A run of records:
★ ★ ★ ★ ★
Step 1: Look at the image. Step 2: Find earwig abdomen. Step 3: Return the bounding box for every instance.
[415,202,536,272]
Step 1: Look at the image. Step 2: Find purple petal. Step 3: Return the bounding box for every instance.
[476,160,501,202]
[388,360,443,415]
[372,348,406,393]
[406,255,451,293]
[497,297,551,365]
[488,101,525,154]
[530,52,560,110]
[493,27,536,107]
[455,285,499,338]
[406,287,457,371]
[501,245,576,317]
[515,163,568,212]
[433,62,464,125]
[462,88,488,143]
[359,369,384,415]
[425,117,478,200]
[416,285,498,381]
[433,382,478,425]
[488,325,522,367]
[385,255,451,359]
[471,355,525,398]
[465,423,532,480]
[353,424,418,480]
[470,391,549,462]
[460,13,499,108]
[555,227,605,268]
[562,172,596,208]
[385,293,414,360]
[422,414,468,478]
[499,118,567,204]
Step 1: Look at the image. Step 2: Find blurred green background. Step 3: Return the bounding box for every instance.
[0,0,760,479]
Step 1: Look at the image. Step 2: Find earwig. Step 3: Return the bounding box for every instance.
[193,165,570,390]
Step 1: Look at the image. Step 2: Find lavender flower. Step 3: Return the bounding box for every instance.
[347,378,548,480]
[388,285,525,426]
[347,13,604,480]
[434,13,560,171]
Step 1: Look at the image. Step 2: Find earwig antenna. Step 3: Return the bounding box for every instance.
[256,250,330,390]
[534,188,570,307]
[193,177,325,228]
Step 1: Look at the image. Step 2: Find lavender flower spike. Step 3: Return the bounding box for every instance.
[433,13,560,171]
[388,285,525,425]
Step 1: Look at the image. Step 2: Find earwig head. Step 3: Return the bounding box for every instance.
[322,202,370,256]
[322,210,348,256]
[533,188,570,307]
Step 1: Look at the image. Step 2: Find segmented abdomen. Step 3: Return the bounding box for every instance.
★ ★ ★ ★ ★
Rewrite the stretch from the start of the records through the line that contains "[388,285,525,425]", changing "lavender" to "violet" and leaving everything else as it stands.

Step 1: Look at the image. Step 2: Find earwig abdomen. Step 3: Return the bounding box for every instance.
[415,202,536,272]
Step 1: Look at the image. Step 2: Find purple petal. Step 3: Return the bounding box for every instance.
[476,160,501,202]
[388,360,443,415]
[372,348,406,393]
[406,255,451,293]
[497,297,551,365]
[488,101,525,154]
[530,52,560,110]
[493,27,536,107]
[455,285,499,338]
[406,287,457,371]
[501,245,576,317]
[515,163,568,212]
[433,62,464,125]
[462,88,488,143]
[359,369,384,415]
[425,117,478,200]
[416,285,498,381]
[433,382,478,425]
[488,325,522,367]
[385,255,451,359]
[471,355,525,398]
[465,423,532,480]
[353,424,418,480]
[470,391,549,462]
[460,13,499,108]
[555,227,605,268]
[562,172,596,208]
[385,293,414,360]
[422,414,468,478]
[499,118,567,204]
Step 1: Look at the image. Step 2: Find blurred green background. Step 3: Return the bounding box for every instance.
[0,0,760,479]
Step 1: Look at the image. Step 2: Find earwig. Step 3: Return the bounding box for every instance.
[193,165,570,390]
Step 1: Look at the image. Step 2: Find violet flower. Step 3: Return the bounding box for every instance.
[347,378,548,480]
[388,285,525,426]
[347,13,604,480]
[434,13,560,171]
Step 1: Look at the image. Step 2: Find earwig antenna. Step 3: Return the bounding box for every instance.
[256,250,330,390]
[534,188,570,307]
[193,177,325,228]
Step 1: Look at the image. Step 2: Find violet flower spike. Step 3: Return the bounding box for every instance.
[433,13,560,171]
[388,285,525,425]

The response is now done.